What you need to do:
1. In the passage about Chico Mendes, reproduce the stretch from "And so, I sit" through "is so loved." word for word.
2. According to the passage about Chico Mendes, why might he prefer the back of the writer's legs to the frog princess's open arms? Answer in one to three sentences.

I have been thinking a lot about Chico Mendes lately. I have noticed that he is sleeping a lot. Mind you, he was never “active” unless you count actively seeking a lap as a viable measure.
Lately he has been super quiet and just sleeping a lot. Deep sleep. Right now he is curled up behind my leg and I hear deep breaths coming out of him. I want to take him in my arms and cuddle him. Tell him I’m sorry I haven’t been paying him much attention. In like 2 and a half years.
I want to curl up with him and do nothing on the couch. But, there’s just no time. The frog princess loves him but he prefers the back of my legs to her open arms. This could possibly be because she takes great enjoyment in chasing him around the house with the lawnmower that has balls in it. You know the one I’m talking about. It’s loud and obnoxious even to me. I can imagine he thinks it’s the end of the world that’s chasing him. I try to tell her that he doesn’t like that and when he asks to be let outside, I gently try to explain that he doesn’t want to be friends right at the moment. But even then, he licks her legs when she’s been out of the house and she is fearless when it comes to dogs, thanks to him.
He is not sick but I’m already dreading when he gets too old. Thinking back to Sheba, my shih tzu. I had to put her down in November of ’08 because she had cancer. I’d had her since college. Chico came to me 24 hours after my grandma passed away 7 years ago. He helped me through that period and I can’t help but feel bad that motherhood changed my relationship with him. After all, wasn’t he my first baby boy?
And so, I sit here breaking my own rules. He came seeking love which he doesn’t do often anymore and I let him up on the couch. Like the good old days. Before a human baby filled the belly that he used to lie on and life got complicated for the dog that is so loved.

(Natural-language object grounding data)
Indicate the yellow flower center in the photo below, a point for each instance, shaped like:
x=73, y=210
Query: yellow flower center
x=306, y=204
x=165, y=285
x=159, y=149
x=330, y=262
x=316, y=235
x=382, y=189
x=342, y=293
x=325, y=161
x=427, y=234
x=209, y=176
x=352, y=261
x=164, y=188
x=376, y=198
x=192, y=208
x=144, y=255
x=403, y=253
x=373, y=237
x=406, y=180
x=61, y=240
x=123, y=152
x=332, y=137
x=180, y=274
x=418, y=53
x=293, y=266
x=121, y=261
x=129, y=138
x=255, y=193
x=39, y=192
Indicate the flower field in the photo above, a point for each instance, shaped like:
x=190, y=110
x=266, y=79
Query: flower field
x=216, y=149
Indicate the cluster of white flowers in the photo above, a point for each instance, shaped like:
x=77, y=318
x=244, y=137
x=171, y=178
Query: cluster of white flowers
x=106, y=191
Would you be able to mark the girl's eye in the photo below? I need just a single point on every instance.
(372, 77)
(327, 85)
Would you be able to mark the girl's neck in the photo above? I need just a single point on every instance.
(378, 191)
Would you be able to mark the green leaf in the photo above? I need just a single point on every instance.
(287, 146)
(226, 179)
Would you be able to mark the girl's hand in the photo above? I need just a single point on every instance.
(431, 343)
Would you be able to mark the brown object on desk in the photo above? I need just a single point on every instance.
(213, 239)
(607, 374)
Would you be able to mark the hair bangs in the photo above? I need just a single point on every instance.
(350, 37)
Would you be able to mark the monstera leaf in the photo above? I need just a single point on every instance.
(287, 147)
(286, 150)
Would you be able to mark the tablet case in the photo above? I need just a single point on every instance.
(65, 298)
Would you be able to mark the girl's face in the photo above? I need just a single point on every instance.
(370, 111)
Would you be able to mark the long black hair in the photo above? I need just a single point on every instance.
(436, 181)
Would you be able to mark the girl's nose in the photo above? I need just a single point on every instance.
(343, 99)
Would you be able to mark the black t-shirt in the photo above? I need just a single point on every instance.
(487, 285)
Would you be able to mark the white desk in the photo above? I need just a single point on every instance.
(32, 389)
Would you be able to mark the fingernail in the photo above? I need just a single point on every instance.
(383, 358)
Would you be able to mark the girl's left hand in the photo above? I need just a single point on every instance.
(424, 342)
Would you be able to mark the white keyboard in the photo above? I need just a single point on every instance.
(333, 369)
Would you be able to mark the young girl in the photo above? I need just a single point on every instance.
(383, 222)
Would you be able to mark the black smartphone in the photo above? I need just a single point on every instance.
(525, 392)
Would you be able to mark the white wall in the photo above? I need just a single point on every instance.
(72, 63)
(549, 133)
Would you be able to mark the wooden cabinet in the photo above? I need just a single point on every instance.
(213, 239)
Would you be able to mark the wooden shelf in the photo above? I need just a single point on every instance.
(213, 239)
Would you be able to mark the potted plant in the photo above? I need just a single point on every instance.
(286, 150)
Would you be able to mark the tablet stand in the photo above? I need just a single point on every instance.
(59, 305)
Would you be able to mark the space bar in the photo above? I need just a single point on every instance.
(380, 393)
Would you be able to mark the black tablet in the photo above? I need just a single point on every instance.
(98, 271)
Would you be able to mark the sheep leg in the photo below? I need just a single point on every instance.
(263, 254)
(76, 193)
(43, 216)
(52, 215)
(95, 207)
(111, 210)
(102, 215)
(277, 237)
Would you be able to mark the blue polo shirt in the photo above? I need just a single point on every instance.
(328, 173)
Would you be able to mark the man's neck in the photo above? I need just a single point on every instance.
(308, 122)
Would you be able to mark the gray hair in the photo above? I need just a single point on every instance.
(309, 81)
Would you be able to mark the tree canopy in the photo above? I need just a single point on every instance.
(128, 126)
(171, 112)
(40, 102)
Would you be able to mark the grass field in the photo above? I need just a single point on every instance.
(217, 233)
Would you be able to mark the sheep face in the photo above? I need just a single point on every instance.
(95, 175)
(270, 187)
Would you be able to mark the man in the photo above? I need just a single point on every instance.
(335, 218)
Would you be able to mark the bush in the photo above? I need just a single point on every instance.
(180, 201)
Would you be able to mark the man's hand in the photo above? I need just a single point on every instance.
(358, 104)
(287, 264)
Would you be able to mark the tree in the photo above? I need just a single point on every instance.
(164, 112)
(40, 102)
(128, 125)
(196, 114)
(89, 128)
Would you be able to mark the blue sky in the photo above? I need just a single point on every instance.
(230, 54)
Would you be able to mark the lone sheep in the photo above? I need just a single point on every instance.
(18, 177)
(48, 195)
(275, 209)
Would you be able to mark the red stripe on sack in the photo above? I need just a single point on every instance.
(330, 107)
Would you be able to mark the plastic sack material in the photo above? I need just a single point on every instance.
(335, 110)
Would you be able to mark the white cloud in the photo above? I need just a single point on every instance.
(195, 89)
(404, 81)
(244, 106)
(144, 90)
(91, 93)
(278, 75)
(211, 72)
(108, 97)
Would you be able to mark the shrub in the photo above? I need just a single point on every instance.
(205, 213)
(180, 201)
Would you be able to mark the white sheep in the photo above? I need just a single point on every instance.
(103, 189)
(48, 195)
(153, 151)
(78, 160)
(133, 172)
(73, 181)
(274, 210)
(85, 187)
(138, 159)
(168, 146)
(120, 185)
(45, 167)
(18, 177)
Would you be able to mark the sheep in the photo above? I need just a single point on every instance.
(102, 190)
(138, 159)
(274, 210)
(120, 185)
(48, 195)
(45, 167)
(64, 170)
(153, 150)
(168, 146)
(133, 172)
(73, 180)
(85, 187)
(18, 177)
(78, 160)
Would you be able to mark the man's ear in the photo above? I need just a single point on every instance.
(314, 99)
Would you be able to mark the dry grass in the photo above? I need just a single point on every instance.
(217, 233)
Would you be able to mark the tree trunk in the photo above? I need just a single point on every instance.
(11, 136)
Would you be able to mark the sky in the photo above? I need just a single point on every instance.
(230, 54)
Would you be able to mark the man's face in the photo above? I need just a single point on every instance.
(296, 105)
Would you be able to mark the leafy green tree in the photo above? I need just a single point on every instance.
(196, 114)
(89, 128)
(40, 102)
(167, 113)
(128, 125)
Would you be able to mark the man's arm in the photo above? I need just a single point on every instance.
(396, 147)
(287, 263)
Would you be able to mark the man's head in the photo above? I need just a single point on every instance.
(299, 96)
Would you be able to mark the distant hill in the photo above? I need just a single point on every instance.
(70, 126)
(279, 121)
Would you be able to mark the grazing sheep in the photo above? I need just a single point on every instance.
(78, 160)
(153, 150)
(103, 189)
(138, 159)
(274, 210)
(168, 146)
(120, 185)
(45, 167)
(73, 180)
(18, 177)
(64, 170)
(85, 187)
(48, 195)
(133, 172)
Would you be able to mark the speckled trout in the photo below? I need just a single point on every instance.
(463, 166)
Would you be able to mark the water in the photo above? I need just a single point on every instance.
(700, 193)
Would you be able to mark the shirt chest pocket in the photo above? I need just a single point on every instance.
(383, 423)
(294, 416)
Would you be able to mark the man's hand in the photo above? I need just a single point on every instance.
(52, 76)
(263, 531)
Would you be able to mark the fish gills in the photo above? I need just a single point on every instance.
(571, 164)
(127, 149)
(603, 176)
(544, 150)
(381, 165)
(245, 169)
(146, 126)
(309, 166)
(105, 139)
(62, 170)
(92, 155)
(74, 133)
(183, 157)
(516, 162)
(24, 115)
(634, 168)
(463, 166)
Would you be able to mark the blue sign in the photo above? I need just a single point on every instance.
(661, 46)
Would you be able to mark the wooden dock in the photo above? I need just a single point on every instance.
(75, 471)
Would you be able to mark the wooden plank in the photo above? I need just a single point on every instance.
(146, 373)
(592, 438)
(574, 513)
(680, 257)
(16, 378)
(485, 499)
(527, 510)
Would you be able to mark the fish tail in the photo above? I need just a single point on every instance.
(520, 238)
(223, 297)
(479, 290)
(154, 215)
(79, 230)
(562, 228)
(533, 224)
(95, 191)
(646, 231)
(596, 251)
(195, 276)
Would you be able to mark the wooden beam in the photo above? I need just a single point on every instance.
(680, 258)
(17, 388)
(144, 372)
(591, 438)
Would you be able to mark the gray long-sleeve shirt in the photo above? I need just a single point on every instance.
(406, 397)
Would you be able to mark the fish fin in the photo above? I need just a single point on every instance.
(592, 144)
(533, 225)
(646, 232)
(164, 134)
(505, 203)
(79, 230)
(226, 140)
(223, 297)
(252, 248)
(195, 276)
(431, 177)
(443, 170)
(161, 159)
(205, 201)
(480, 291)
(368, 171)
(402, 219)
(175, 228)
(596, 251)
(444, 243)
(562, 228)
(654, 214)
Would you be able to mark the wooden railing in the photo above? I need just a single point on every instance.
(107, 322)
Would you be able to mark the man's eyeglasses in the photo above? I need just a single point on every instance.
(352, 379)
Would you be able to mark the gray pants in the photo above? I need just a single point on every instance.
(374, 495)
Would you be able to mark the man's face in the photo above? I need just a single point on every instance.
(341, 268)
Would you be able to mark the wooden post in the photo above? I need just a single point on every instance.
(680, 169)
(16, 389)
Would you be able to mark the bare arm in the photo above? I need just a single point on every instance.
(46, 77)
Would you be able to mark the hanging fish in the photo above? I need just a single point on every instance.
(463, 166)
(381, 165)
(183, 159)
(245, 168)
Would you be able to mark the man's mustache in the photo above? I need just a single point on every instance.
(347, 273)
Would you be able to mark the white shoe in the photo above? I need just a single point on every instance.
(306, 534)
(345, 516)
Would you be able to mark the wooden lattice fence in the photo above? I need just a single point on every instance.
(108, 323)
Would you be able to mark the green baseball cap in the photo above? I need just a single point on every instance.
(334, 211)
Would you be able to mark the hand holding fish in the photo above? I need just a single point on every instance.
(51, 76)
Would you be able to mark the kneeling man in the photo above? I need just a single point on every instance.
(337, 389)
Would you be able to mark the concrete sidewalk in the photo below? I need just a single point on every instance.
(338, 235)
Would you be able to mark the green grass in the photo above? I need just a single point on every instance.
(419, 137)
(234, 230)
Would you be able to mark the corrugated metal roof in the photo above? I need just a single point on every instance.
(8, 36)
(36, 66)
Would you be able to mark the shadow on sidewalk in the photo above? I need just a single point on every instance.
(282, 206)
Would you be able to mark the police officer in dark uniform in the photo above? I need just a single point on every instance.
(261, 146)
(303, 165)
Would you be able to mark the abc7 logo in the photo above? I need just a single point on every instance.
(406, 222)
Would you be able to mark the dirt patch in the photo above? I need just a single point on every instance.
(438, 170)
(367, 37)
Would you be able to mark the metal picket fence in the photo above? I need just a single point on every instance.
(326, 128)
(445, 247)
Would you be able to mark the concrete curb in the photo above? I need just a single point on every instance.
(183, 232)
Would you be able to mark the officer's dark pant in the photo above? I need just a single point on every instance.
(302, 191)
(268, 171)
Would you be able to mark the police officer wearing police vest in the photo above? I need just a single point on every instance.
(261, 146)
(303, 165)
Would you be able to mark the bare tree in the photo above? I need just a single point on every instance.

Activity answers:
1.
And so, I sit here breaking my own rules. He came seeking love which he doesn’t do often anymore and I let him up on the couch. Like the good old days. Before a human baby filled the belly that he used to lie on and life got complicated for the dog that is so loved.

2. The passage suggests that the frog princess enjoys chasing him around the house with a lawnmower toy that has balls in it. The writer finds the toy loud and obnoxious and imagines that Chico thinks it is the end of the world chasing him.